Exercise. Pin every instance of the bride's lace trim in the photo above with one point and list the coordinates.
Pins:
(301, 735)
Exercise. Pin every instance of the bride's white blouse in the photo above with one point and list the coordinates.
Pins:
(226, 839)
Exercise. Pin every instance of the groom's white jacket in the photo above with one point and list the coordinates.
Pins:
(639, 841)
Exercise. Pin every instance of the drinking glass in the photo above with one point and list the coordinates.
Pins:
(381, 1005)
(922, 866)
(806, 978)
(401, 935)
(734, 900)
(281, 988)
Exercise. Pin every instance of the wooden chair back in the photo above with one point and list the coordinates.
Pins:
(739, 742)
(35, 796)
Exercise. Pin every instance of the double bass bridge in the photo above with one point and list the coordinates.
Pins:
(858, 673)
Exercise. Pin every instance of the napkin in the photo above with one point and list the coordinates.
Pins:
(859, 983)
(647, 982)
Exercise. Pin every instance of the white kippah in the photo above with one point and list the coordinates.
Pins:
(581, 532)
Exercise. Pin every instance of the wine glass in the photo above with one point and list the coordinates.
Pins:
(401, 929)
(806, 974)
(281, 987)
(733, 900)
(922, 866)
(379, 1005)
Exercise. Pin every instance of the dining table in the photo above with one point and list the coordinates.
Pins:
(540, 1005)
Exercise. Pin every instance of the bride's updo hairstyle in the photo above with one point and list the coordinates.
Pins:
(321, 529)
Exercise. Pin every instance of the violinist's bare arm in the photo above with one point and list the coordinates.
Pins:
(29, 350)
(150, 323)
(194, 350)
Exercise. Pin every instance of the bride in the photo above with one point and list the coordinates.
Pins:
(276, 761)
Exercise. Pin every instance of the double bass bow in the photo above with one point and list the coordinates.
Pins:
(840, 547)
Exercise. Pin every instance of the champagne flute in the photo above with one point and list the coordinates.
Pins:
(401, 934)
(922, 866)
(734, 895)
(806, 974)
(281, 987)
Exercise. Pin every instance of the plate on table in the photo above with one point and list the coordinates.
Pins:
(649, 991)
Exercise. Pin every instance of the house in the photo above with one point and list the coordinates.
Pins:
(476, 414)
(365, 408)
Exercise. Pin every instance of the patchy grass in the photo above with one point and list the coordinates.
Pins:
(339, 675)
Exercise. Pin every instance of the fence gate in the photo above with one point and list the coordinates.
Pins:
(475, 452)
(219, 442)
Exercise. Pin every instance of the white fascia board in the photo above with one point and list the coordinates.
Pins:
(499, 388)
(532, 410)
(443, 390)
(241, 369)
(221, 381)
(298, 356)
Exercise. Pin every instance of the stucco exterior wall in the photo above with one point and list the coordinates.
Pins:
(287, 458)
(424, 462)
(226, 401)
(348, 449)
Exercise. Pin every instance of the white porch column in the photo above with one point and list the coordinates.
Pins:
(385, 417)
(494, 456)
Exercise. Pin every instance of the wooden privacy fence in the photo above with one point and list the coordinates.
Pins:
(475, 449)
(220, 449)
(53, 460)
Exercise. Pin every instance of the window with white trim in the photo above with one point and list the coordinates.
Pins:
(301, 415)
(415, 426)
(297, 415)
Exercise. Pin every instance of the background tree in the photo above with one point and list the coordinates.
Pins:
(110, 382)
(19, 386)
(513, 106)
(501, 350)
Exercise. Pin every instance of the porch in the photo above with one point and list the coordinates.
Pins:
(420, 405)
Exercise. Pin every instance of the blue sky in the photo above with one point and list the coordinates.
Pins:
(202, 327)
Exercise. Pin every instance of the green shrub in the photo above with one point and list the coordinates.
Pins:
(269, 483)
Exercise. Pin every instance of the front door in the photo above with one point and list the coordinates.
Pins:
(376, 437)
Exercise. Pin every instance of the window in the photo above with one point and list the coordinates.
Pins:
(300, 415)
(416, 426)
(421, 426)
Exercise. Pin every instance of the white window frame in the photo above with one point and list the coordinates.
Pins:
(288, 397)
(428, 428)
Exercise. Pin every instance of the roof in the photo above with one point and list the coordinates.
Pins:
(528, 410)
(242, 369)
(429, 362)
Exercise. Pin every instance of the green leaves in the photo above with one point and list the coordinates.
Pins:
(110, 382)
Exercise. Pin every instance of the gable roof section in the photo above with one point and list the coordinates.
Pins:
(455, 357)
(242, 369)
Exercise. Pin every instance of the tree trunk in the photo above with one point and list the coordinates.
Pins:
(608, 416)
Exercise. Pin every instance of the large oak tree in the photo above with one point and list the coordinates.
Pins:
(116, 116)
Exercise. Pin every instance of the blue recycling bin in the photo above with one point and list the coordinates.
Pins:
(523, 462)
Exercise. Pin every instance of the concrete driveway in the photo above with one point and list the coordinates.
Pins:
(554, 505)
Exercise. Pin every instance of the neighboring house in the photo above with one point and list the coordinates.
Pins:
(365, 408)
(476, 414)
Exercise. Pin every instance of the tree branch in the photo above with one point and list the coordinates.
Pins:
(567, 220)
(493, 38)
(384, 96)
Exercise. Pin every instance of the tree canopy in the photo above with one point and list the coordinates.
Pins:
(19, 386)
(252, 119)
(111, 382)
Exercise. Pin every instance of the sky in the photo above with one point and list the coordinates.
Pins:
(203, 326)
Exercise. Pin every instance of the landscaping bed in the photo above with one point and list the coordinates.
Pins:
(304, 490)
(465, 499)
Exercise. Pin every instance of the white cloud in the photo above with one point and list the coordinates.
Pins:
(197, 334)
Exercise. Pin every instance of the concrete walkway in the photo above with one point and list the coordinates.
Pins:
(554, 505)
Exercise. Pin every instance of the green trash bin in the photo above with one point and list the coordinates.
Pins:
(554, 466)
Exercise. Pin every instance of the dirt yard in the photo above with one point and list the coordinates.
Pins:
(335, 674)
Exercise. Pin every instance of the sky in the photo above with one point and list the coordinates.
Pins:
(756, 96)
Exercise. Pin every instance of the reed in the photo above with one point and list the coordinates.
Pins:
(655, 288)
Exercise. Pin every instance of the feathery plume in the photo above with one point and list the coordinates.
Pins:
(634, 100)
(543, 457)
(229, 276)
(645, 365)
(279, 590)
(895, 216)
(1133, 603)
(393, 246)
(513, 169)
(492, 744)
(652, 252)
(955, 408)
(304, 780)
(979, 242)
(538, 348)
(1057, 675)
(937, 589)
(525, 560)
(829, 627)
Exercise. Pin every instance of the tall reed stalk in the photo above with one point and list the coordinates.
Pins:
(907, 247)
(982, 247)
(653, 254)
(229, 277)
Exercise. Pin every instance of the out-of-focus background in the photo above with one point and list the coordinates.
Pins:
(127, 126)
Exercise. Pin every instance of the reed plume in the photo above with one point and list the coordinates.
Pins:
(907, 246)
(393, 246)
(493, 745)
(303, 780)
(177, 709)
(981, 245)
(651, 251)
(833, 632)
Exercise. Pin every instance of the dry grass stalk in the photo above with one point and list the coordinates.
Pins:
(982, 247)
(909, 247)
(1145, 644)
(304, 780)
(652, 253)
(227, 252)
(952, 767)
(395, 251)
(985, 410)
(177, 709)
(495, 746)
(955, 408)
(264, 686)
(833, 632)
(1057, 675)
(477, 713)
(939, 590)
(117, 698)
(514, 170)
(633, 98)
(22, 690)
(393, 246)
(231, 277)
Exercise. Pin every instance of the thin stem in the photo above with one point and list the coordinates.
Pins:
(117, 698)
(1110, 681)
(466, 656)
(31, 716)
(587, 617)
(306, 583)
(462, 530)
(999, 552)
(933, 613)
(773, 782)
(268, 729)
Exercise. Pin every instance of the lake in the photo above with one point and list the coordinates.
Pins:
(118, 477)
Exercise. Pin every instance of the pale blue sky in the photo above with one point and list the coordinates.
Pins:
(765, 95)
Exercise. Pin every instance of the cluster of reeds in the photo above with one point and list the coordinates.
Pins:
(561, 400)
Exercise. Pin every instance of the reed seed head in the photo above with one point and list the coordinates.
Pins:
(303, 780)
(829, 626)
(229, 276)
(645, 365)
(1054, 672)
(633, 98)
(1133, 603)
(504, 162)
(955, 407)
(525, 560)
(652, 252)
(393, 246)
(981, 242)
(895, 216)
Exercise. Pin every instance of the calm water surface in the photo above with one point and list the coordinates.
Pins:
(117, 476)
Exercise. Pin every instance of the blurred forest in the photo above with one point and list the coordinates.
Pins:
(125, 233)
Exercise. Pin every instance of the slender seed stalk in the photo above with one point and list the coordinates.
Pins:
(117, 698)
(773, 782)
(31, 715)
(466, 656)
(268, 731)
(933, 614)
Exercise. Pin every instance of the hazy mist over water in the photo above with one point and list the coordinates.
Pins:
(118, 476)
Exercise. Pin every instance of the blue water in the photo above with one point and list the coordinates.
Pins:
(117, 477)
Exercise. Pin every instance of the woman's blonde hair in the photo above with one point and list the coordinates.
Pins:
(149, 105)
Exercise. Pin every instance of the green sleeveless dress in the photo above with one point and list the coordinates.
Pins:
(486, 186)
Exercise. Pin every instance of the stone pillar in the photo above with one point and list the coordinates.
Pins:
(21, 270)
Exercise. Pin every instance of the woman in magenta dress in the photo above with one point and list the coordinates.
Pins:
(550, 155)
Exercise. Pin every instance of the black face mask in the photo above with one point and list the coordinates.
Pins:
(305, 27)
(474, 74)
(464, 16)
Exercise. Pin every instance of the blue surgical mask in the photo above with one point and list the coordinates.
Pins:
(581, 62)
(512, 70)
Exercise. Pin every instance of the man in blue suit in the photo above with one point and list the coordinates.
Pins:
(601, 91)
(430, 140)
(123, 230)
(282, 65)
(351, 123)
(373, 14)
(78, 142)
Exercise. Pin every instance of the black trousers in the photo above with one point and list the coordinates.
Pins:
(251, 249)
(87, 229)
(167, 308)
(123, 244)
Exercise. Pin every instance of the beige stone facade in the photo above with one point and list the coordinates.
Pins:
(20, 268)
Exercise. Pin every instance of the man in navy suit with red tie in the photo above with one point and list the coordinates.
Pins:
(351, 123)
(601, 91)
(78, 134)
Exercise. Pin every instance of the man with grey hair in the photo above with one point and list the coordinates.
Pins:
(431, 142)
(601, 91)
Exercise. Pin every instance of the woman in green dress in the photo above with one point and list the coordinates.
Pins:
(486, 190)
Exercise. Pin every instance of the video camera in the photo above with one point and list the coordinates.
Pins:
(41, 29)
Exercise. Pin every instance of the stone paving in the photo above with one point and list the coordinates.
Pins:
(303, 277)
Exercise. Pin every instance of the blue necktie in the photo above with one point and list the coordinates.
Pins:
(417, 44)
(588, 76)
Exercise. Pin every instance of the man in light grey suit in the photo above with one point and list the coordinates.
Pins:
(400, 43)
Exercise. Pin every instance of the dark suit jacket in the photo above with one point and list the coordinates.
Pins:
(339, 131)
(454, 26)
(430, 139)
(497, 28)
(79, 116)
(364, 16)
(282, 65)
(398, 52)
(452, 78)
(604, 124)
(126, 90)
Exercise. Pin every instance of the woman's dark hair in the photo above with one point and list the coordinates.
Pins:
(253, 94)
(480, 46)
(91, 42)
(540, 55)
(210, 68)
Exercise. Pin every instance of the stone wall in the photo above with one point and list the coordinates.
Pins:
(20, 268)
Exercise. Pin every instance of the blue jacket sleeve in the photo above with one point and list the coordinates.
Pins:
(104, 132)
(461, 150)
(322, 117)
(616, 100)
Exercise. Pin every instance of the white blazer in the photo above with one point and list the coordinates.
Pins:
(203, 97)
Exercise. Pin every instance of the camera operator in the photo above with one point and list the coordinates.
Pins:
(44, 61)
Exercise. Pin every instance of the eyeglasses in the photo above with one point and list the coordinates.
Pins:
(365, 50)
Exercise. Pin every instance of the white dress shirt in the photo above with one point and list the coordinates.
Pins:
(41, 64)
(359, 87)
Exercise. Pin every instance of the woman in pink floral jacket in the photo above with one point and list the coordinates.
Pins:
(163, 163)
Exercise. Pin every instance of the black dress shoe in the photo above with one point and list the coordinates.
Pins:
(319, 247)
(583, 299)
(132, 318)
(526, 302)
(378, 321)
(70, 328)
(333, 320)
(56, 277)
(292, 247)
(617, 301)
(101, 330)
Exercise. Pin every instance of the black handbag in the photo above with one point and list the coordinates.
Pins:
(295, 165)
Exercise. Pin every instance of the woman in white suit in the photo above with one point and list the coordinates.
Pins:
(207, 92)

= = = = =

• [What needs to be done]: If a line falls between the first line of the records and the line containing "Exercise. Pin every instance of the groom's", inclusive, repeat it exactly; leave out all others.

• [Solution for this problem]:
Exercise. Pin every instance of the bride's lace trim in the photo above with one point and list the coordinates.
Pins:
(301, 735)
Exercise. Pin every instance of the bride's white blouse in the photo above with one point and list the coordinates.
Pins:
(226, 839)
Exercise. Pin every instance of the groom's white jacket in the photo above with one point and list the coordinates.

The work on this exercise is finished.